Нет, это пример совершенно неудачный. Вы можете сказать, что тыква расслаблена, можете сказать, что тыква больше не сопротивляется, можете сказать, что у тыквы тотальное принятие — куда бы река ни повлекла ее. Но вы не можете говорить, что она независима и свободна. Это было бы совершенно абсурдным представлением. Какая независимость может у нее быть? Она не может идти против течения, не может остановиться, когда захочет... Если река движется на юг, то и она должна двигаться на юг; она не может сказать: «Нет, я не хочу идти на юг». Нет у нее ни свободы, ни независимости.

Он, очевидно, слыхал про тыкву — что человек должен расслабиться, как тыква в реке. Она замечательно грациозна, потому что там нет сопротивления, нет напряжения, нет борьбы. Фактически она становится, почти едина с рекой. У нее нет идей, отличных от реки, у нее нет усилий, отличных от реки, у нее нет ничего, что вы можете назвать «силой воли». Она полностью сдалась реке. Она обладает огромным покоем и молчанием, принятием и таковостью.

Тыкву использовал Будда как пример таковости, татхаты. Но не для свободы и независимости.

...неподвластная ограничениям, она проходит сквозь чистоты и нечистоты, не встречая препятствий и не утопая. Но это не доказывает ее независимости! Когда река движется в нечистоту, тыкве приходится войти в нечистоту. Когда воды реки чисты, тыкве приходится двигаться в чистых водах. Это просто показывает, что Да Хуэй не понял идеи тотальной отдачи себя природе.

В такой отдаче вы исчезли — кто же собирается быть независимым, кто собирается быть свободным? Это не значит, что вы становитесь невольником, и это не значит, что вы становитесь зависимым.

Это и есть тонкости переживания отдачи.

Вы становитесь, едины с сущим.

Вы ни зависимы, ни независимы — вас нет больше. А проблемой были вы... так вот, поскольку вас больше нет, нет и проблемы.

Только тогда ты немного познакомишься со школой монахов заплатанной рясы. Нет, он не прав. И снова он пользуется саркастическими замечаниями... монахи заплатанной рясы. Будда обычно говорил своим ученикам: «Люди выбрасывают одежду, когда она бесполезна, ветха или слишком изношена. Собирайте такие куски одежды и ставьте заплаты на рясах; сшивайте такие куски одежды и делайте рясу. Таким образом, вы не обремените людей своими рясами».

→ Перечень данных:
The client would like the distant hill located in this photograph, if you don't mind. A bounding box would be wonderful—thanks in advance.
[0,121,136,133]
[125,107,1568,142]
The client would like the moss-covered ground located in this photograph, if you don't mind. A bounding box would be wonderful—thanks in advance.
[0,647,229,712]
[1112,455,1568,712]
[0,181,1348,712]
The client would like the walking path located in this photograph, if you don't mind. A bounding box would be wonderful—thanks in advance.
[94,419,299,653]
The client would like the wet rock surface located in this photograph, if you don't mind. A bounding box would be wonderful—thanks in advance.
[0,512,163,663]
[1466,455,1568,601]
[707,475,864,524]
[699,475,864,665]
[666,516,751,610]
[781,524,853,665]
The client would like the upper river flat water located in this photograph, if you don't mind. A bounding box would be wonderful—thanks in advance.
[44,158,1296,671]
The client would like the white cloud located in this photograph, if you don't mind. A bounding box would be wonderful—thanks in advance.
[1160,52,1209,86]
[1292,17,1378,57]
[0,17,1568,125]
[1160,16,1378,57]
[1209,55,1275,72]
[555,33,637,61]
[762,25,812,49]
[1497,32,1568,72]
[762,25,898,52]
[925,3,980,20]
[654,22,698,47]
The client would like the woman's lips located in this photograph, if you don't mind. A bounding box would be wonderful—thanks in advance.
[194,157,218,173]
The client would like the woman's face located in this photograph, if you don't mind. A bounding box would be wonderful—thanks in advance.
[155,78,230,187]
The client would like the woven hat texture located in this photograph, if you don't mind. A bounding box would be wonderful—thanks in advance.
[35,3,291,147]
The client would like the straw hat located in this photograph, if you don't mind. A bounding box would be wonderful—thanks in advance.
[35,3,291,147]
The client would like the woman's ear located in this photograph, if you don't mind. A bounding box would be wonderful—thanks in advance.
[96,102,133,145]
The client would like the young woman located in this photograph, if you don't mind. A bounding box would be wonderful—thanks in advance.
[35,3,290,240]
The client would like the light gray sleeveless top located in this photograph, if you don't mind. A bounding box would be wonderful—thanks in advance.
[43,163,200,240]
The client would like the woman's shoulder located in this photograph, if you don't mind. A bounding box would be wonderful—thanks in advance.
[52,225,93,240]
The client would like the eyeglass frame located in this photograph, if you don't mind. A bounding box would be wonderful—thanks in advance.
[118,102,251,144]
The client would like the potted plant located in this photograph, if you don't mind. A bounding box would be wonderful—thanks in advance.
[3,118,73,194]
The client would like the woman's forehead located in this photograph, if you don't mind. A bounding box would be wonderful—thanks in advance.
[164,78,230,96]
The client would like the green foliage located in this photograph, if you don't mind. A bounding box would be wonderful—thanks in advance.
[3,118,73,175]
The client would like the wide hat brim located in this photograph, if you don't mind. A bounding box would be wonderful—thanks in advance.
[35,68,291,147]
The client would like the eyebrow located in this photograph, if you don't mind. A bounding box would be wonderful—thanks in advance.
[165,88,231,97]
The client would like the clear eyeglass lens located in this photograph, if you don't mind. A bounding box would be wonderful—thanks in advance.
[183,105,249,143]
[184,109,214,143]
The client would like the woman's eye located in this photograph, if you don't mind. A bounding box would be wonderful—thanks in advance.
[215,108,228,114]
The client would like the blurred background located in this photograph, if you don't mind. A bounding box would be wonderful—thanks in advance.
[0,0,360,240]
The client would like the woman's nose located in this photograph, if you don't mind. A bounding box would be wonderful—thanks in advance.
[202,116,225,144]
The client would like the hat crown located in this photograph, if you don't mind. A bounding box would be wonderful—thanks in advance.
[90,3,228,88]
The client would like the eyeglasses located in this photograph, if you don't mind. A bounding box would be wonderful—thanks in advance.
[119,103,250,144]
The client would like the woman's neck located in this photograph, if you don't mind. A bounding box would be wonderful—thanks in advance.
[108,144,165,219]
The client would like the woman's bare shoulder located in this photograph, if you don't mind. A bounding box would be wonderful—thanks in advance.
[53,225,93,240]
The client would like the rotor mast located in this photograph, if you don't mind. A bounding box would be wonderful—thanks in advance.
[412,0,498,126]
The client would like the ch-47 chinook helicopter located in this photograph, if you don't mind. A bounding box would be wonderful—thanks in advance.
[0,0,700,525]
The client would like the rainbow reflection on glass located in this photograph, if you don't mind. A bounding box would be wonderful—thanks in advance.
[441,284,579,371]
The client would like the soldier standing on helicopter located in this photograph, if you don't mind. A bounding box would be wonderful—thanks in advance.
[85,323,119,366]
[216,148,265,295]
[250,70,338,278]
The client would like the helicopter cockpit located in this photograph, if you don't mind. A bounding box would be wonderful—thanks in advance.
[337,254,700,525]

→ Что нужно сделать:
[a] Какими качествами, согласно отрывку о тыкве в реке, обладает тыква, полностью сдавшаяся реке? Перечислите их все.
[b] Какое понятие, согласно отрывку о тыкве в реке, Будда пояснял на примере тыквы?
[c] Продолжите отрывок о тыкве в реке, начав сразу после его последнего предложения.

→ Ответы:
[a] Тыква обладает огромным покоем, молчанием, принятием и таковостью.

[b] Будда использовал тыкву как пример таковости, татхаты.

[c]
Это была замечательная идея сама по себе. Будда прилагал все усилия, чтобы его люди не обременяли бедняков, не паразитировали на них, потому что он заботился обо всем: «Вам не следует брать себе пищу из одного дома, вы должны брать пищу из пяти домов — всего небольшой кусочек из одного дома, еще один небольшой кусочек из другого дома — и таким образом вы не в тягость.

Вы не должны оставаться более трех дней на одном месте; вы не должны просить пищу из одного и того же дома, если находитесь три дня в городе; и вы должны собирать выброшенные платья, одежды. А когда наступят дождливые дни, в течение четырех месяцев вы не сможете передвигаться, и вынуждены будете оставаться на месте, тогда делайте одежды для себя, для других саньясинов. У вас достаточно времени. Так что в отношении одежды вы совсем не иждивенцы, а что касается пищи, то вы будете обременять людей незначительно».

Действительно, каждый рад дать какую-то пищу. Даже в беднейшей семье, если неожиданно приходит гость, его могут принять. И он зависит не от одной семьи, а от пяти семей — и принимает пищу только раз в день. Поэтому Будда, насколько это было возможно, минимизировал нагрузку на людей, и люди принимали их охотно. Они хотели поделиться чем-нибудь с монахами — и это было не обременительно.

Иногда люди давали монахам одежду, и Будда сказал так: «Если кто-то дает вам одежду, вы должны резать ее на части, потому что не должно быть так, что одни монахи пользуются заплатанными мантиями, а другие монахи пользуются одеждой, на которой нет заплат. Это будет вызывать ненужную конкуренцию». Он очень заботливо создавал коммуну равных, без каких-либо конфликтов — и он преуспел в этом. Конфликтов не было. Даже самая новая одежда резалась и сшивалась снова, поэтому выглядела так же, как и у любого другого. Но ссылка Да Хуэя на «школу заплатанной мантии» саркастична, непочтительна.

Что пользы в том, что ты можешь баюкать на руках неплачущего ребенка? Он говорит, что просто быть молчаливым — немного тишины, немного покоя — польза невелика. Все равно, что баюкать на руках неплачущего ребенка — что пользы? Здесь он прав.

Вам нужно идти к глубочайшему экстазу.

Молчание — это лишь начало.

Спокойствие — это лишь начало, а не конец.

Линь Цзи сказал: «Если вы сможете успокоить ум, который неистово мечется от мгновения к мгновению, вы не будете отличаться от старого Шакьямуни Будды». Он не дурачил людей.

Утверждение Линь Цзи ясно: если вы сможете успокоить ум, который неистово мечется от мгновения к мгновению, вы не будете отличаться от старого Шакьямуни Будды.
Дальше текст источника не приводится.